===== Texte extrait

Cet article 10 est en effet le symbole de la tuyauterie des lois de financement de la sécurité sociale. Pour le comprendre, il faut le lire en miroir de l'article 32 du projet de loi de finances, qui modifie la part de TVA affectée à la sécurité sociale.
En effet, le Gouvernement a pris l'habitude – ce n'est pas le premier ! – d'opérer des transferts réguliers entre les branches afin de redistribuer les surplus à celles qui sont déficitaires. Mais les conséquences de ces transferts sur le solde de ces branches manquent cruellement de lisibilité.
En plus des transferts réguliers, les réaffectations d'impôts et de taxes par l'État ou les modifications de taux de cotisation correspondent de facto à des transferts entre branches.
Malgré l'importance des montants concernés, ces mouvements, fortement variables d'une année à l'autre, ne font pas l'objet d'un rapport d'évaluation sur leur efficacité, notamment pour réduire les écarts de solde entre branches. En particulier, l'impact de ces changements sur les soldes des différentes branches n'est pas présenté dans les lois de financement de la sécurité sociale.

==========
===== Données extraites

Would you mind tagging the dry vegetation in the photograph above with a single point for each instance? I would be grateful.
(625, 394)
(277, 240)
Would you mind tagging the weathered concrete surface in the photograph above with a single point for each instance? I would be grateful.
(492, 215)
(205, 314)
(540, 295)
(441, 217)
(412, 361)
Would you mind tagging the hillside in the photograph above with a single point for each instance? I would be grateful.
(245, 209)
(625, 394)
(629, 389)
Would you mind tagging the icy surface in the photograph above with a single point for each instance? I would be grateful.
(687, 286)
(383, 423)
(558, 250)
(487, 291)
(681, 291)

==========

Citez le passage du texte sur les transferts entre branches de la sécurité sociale, de « Malgré l'importance des » à « les lois de financement de la sécurité sociale. » inclus.

> **Réponse**:
Malgré l'importance des montants concernés, ces mouvements, fortement variables d'une année à l'autre, ne font pas l'objet d'un rapport d'évaluation sur leur efficacité, notamment pour réduire les écarts de solde entre branches. En particulier, l'impact de ces changements sur les soldes des différentes branches n'est pas présenté dans les lois de financement de la sécurité sociale.